▶ Stated problem: Reproduce every entry in the listing without alteration.

▶ Data for this task:
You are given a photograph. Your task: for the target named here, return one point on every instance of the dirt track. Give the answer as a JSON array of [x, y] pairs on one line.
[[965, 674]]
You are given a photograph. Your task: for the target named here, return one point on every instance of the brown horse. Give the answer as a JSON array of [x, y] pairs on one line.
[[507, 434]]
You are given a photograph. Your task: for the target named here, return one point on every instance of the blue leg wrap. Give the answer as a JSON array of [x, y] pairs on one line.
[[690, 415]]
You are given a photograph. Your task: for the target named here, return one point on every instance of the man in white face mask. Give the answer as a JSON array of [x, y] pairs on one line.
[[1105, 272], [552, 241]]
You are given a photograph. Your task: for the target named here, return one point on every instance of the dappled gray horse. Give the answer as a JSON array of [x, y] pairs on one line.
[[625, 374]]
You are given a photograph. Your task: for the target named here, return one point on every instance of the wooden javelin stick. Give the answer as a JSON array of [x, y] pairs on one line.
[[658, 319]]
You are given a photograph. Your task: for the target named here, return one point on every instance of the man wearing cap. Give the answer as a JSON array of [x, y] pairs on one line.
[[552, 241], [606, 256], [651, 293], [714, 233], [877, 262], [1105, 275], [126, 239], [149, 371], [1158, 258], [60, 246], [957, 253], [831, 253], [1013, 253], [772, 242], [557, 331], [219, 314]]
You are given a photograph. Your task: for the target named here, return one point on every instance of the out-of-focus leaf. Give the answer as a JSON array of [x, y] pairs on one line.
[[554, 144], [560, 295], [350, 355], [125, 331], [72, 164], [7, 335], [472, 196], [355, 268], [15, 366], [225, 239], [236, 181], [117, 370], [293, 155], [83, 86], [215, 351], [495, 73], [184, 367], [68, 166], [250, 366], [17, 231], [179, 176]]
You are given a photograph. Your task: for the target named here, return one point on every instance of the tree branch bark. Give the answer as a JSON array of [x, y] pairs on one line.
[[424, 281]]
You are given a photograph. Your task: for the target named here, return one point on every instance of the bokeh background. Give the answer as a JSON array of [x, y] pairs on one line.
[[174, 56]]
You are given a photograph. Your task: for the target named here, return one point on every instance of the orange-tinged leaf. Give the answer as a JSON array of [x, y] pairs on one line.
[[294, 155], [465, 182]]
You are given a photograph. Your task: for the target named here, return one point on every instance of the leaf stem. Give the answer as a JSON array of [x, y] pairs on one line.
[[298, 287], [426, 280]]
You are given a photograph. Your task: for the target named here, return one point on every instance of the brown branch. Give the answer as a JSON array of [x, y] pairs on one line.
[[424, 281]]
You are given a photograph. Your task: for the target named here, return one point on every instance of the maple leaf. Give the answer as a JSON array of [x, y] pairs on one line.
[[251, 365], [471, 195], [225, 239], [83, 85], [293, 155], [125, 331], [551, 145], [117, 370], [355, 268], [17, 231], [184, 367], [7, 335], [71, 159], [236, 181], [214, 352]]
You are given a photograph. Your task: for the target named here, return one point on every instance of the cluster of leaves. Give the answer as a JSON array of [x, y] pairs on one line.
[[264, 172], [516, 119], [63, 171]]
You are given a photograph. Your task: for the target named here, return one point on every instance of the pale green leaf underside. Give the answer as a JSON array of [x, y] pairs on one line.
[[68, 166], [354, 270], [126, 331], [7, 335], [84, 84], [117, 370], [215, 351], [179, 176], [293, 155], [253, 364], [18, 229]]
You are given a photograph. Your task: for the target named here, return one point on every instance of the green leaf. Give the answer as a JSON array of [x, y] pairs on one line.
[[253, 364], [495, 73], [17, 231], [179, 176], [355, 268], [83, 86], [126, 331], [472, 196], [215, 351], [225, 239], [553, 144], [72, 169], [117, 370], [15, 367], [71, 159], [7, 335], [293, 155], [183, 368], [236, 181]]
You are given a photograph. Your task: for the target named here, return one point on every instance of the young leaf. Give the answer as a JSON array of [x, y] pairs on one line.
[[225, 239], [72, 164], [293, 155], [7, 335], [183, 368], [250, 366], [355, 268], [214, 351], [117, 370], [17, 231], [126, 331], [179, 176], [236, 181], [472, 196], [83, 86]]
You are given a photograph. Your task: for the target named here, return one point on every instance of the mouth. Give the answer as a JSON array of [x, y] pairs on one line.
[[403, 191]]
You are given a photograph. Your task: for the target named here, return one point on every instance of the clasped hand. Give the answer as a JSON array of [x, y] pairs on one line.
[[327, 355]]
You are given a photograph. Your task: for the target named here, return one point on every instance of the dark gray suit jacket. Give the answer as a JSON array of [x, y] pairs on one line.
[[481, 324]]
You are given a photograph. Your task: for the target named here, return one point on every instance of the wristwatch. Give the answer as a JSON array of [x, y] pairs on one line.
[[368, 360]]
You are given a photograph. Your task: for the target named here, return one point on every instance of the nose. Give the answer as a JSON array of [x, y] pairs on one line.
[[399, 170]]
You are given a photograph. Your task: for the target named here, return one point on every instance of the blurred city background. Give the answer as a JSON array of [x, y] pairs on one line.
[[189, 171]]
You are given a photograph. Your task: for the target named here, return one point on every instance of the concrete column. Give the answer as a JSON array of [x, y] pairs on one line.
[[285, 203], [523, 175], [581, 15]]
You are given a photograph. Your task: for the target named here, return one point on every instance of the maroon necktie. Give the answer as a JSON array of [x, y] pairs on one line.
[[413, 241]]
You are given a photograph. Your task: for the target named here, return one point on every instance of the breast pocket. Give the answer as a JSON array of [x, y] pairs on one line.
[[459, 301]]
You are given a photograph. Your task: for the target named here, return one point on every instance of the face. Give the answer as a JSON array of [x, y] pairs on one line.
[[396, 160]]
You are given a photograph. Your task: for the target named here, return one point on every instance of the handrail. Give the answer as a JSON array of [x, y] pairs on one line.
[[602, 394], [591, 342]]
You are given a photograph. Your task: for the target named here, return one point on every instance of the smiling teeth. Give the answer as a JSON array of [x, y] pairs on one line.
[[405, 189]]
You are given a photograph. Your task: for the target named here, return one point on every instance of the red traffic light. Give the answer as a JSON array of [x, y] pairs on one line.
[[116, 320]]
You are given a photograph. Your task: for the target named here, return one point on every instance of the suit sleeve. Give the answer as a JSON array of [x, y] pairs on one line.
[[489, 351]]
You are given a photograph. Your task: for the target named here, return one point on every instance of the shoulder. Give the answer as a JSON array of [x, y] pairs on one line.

▶ Exercise answer:
You are given a photograph. Your task: for the target named here, return one point on every instance of the dirt track. Give the answer as a JSON array of [x, y] pairs on one line.
[[965, 674]]
You are given a photograph. Your task: for the target named here, return one point on every instance of the brown horse. Give the answer as a JSON array of [x, y] pairs on one line.
[[507, 434]]
You are given a photograph. Your task: for the target named here, return one point on every instance of the blue leg wrap. Give the answer as a JSON array of [x, y] pairs on one line.
[[690, 415]]
You are given a photograph. Your task: for the target named here, return one point on every instance of the man in white face mask. Give the answer as a JSON array of [x, y] pairs on one line.
[[1105, 272], [552, 241]]
You are given a photograph. Your task: for the target named here, return one point on every instance of the dappled gray horse. Give the answer as a JSON array of [x, y] pairs on one line.
[[625, 374]]
You are given a photograph. Your task: for the target named here, return one point on every instance of the wooden javelin stick. Give the answer as a JSON array of [x, y] pairs on one line.
[[658, 319]]
You are given a photograph. Your task: for the target named here, return one point on every instance of the man wearing cap. Give the answer as a JSON array of [x, y] pairs on one line.
[[552, 241], [606, 256], [651, 293], [714, 233], [877, 262], [1105, 275], [126, 239], [149, 371], [1158, 258], [60, 246], [957, 253], [831, 253], [1013, 253], [772, 242], [557, 331], [219, 314]]
You are given a photograph. Your task: for the target named here, return one point on every instance of the out-of-focus leaf. Give the answer as a JSON array of [x, y] pairs on one line.
[[554, 144], [560, 295], [350, 355], [125, 331], [72, 164], [7, 335], [472, 196], [355, 268], [15, 366], [225, 239], [236, 181], [117, 370], [293, 155], [83, 86], [215, 351], [495, 73], [184, 367], [68, 166], [250, 366], [17, 231], [179, 176]]
You are given a photograph. Your task: for the target named here, return one point on every instance of the tree branch bark. Give the answer as a JSON array of [x, y] pairs on one line.
[[424, 281]]
You are given a photograph. Your task: for the target named here, return one point on every instance of the bokeh background. Give the answer as a JSON array of [x, y] pairs on one line.
[[174, 56]]
You are given a photograph. Your task: for the target named here, return one point on every instance of the orange-tinged leaf. Give the answer as a JSON array of [x, y] pairs on one line.
[[294, 155], [465, 182]]
You are given a photograph. Your task: for the target named here, return one point on every instance of the leaf stem. Give the answer as a JSON array of [x, y] pairs on one line.
[[298, 287], [426, 280]]
You are given a photograph. Your task: for the target named here, return one point on every instance of the brown branch. Give the answer as a JSON array of [x, y] pairs on one line.
[[424, 281]]
You are given a photograph. Your task: for the target named here, return one point on every instance of the maple leaf. Give the answer as a JSON array of [x, y] pairs on one line.
[[251, 365], [471, 195], [225, 239], [83, 85], [293, 155], [125, 331], [551, 145], [117, 370], [355, 268], [17, 231], [184, 367], [7, 335], [71, 159], [236, 181], [214, 352]]
You are given a photograph. Your task: for the target named here, return one point on every instance of the cluster of leaves. Give the answer as a JSON array of [x, y] pairs on one line.
[[264, 172], [516, 119], [63, 171]]
You are given a photograph. Your task: for the target named here, return one point on every instance of the pale green leaf underside. Give the answer as a JSON array of [x, y] pairs on one line.
[[68, 166], [354, 270], [126, 331], [7, 335], [84, 84], [117, 370], [215, 351], [179, 176], [293, 155], [253, 364], [18, 229]]
You are given a photograph. Your task: for the target named here, return one point on every instance of the green leaf. Give the answer as a JSON array of [x, y] pairs on one line.
[[253, 364], [495, 73], [17, 231], [179, 176], [355, 268], [83, 86], [126, 331], [472, 196], [215, 351], [225, 239], [553, 144], [72, 169], [117, 370], [15, 367], [71, 159], [7, 335], [293, 155], [183, 368], [236, 181]]
You are given a photograph. Your task: for the target named here, return one point on every instance of the young leaf. Give the answer as a JSON array of [x, y] pairs on one line.
[[225, 239], [72, 164], [293, 155], [7, 335], [183, 368], [250, 366], [355, 268], [214, 351], [117, 370], [17, 231], [126, 331], [179, 176], [236, 181], [472, 196], [83, 86]]
You are given a photograph. Your task: for the target named here, return one point on every instance of the mouth. Give the answer as a JSON array of [x, y] pairs on one line.
[[403, 191]]
You are given a photograph. Your task: for the target named here, return one point on every instance of the clasped hand. Give the answer as a JSON array of [x, y] pairs on one line.
[[327, 355]]
You are given a photograph. Your task: for the target named here, return one point on every instance of the dark gray suit jacket. Give the answer as a JSON array of [x, y] pairs on one line.
[[481, 324]]
You are given a photograph. Your task: for the target named here, return one point on every instance of the wristwatch. Give the answer as a JSON array of [x, y] pairs on one line.
[[368, 360]]
You are given a photograph. Your task: for the target named here, return one point on every instance of the nose. Give the answer as a JSON array of [x, y] pairs on one line.
[[399, 170]]
You are given a photograph. Your task: for the target named here, return one point on every instance of the blurred city background. Give the answer as a JSON array of [x, y] pairs on one line.
[[189, 171]]
You are given a photograph. Your task: for the target named here, return one point on every instance of the concrete column. Give the answer as a JSON array of [x, y] pairs on one line.
[[285, 203], [523, 175], [581, 15]]
You are given a photograph. Your task: for the target named here, return one point on every instance of the maroon necktie. Give the answer as a JSON array of [x, y] pairs on one line.
[[413, 241]]
You are given a photograph. Your task: for the target named here, return one point on every instance of the breast pocket. Give the answer as a JSON array of [x, y] pairs on one line.
[[459, 301]]
You are given a photograph. Your task: for the target named here, return one point on every instance of the face. Give the answer as a JSON array of [x, y] pairs on one line.
[[396, 160]]
You are given a photograph. Your task: for the target named here, return one point on every instance of the handrail. Give the answer as a JSON array of [x, y] pairs on one line.
[[602, 394], [591, 342]]
You are given a photograph. Your task: for the target named here, return one point on every instance of the smiling teeth. Give the answer as a JSON array of [x, y] pairs on one line.
[[405, 189]]
You are given a photograph. Your task: for the target named here, return one point on every instance of the red traffic light. Give the answer as a JSON array of [x, y] pairs on one line.
[[116, 320]]
You are given a photograph. Your task: for the target named here, return one point on every instance of the suit sleeve. Give the answer as a JSON array of [x, y] pairs on one line.
[[489, 351]]
You are given a photograph. Your task: for the target named here, return one point on every instance of the shoulder. Give the answer as a JSON array of [x, y] pairs on one line.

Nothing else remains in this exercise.